Reading text -
□ □ □ □

# Serbian (BCS): Džabe, bečka



## българин

What do these 2 words mean, I can't find them in a dictionary. 
becka
dzabe


----------



## Athaulf

българин said:


> What do these 2 words mean, I can't find them in a dictionary.
> becka
> dzabe



_Džabe_ is a colloquial word of Turkish origin that means, depending on the context, _for free_ or _for no useful purpose_. 

_Bečka_ is the feminine form of the adjective _bečki_, which means _Viennese_ (i.e. related to Vienna, Austria).


----------



## ienne

_Džabe_ is also used when you wish to say that something is or was done _in vain_ .


----------



## Duya

...and, "bečka", on its own, most commonly refers to the wiener schnitzel (bečka šnicla).


----------



## ienne

Yes, in Croatian it would be_ bečki_ _odrezak_ (masculinum). We say odrezak as well, not only šnicla. They are synonymous.


----------



## Chazzwozzer

Athaulf said:


> _Džabe_ is a colloquial word of Turkish origin that means, depending on the context, _for free_ or _for no useful purpose_.


What Turkish word does _džabe _derive from?


----------



## ienne

_Džaba_, my dictionary says so


----------



## Athaulf

Chazzwozzer said:


> What Turkish word does _džabe _derive from?



I believe it comes from the Turkish _caba_ (in fact, in some places people actually say _džaba_, with an _a_ at the end). Note that the digraph _dž _in the Croatian/Serbian alphabet is pronounced the same way as _c_ in Turkish or _j_ in English.


----------



## Chazzwozzer

Could _džaba_, in any context, mean *"free of charge"* and *"extra, additional"*? If yes, can you please provide some example sentences?


----------



## ienne

Yes, it can. 
1) Ništa nije džabe. Nothing is free of charge. Everything costs money. 
2) Džabe ti je telefonirati. It is futile, of no use to telephone (because let's say, nobody is home)
I do not think I am familiar with the_ extra, additional _context in this sense so I cannot provide it.


----------



## Athaulf

Yes, _džabe_/_džaba _doesn't have exactly the same meanings in modern Bosnian/Croatian/Serbian and Turkish; its meaning has drifted (or perhaps been preserved in an archaic form?) among South Slavs. You can use it as a literal translation for the English expressions _"for free"_ or _"free of charge"_ -- if I'm not mistaken, it can have this meaning in modern Turkish. Its other meanings, however, have diverged. We use it to say that something is pointless, futile, or done for no useful reason; it doesn't have its other modern Turkish meaning (_extra_, _additional_). You can see examples of both meanings in the post above.

Note however that this word is nowadays officially considered as a part of folkish substandard speech, even though it's immensely popular in everyday speech in Bosnia and Serbia (and to some extent also in Croatia). 

Interestingly, we also have the word _badava_, which obviously comes from the Turkish _bedava_. It has exactly the same meanings as _džabe_.


----------



## ienne

Athaulf, haven't heard this word ever since the late 1980s maybe, and that in movies (not the Croatian ones) only...

□ □ □ □

Given records -

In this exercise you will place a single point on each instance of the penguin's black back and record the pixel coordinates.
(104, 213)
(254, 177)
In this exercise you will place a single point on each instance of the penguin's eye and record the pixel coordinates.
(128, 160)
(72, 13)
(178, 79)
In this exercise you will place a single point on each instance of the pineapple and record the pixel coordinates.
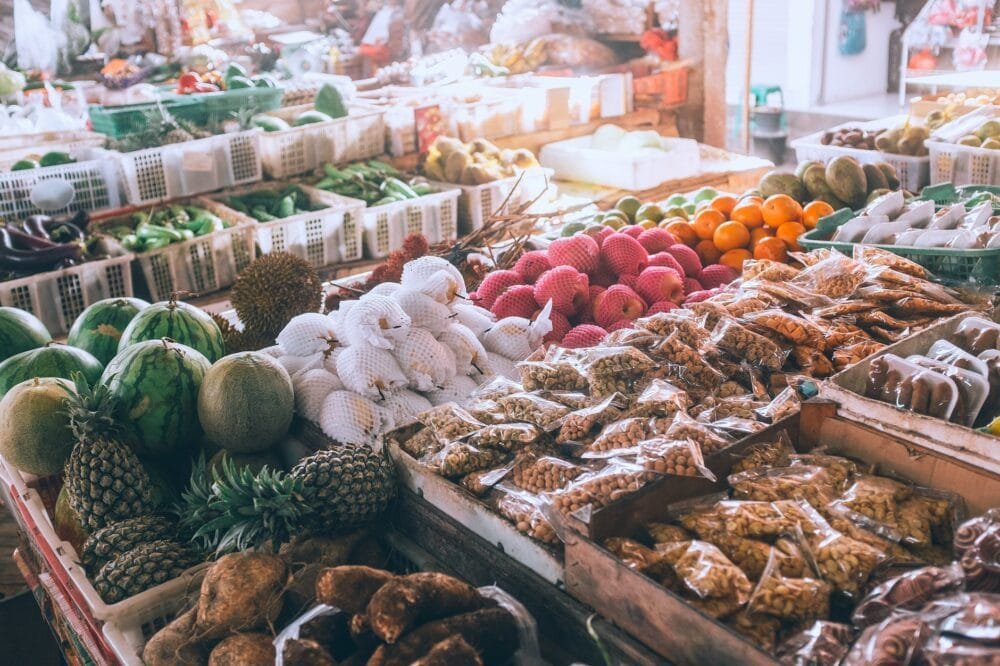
(105, 481)
(331, 490)
(117, 539)
(143, 567)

□ □ □ □

Set of tasks -
**A.** Write out the part of the forum thread on džabe and bečka between "1) Ništa nije" and "cannot provide it.", inclusive.
**B.** Name every user who posts in the forum thread on džabe and bečka.
**C.** In the forum thread on džabe and bečka, which Turkish word does Athaulf say _badava_ comes from?

Replies -
**A.**
1) Ništa nije džabe. Nothing is free of charge. Everything costs money. 
2) Džabe ti je telefonirati. It is futile, of no use to telephone (because let's say, nobody is home)
I do not think I am familiar with the_ extra, additional _context in this sense so I cannot provide it.

**B.** българин, Athaulf, ienne, Duya, Chazzwozzer

**C.** _bedava_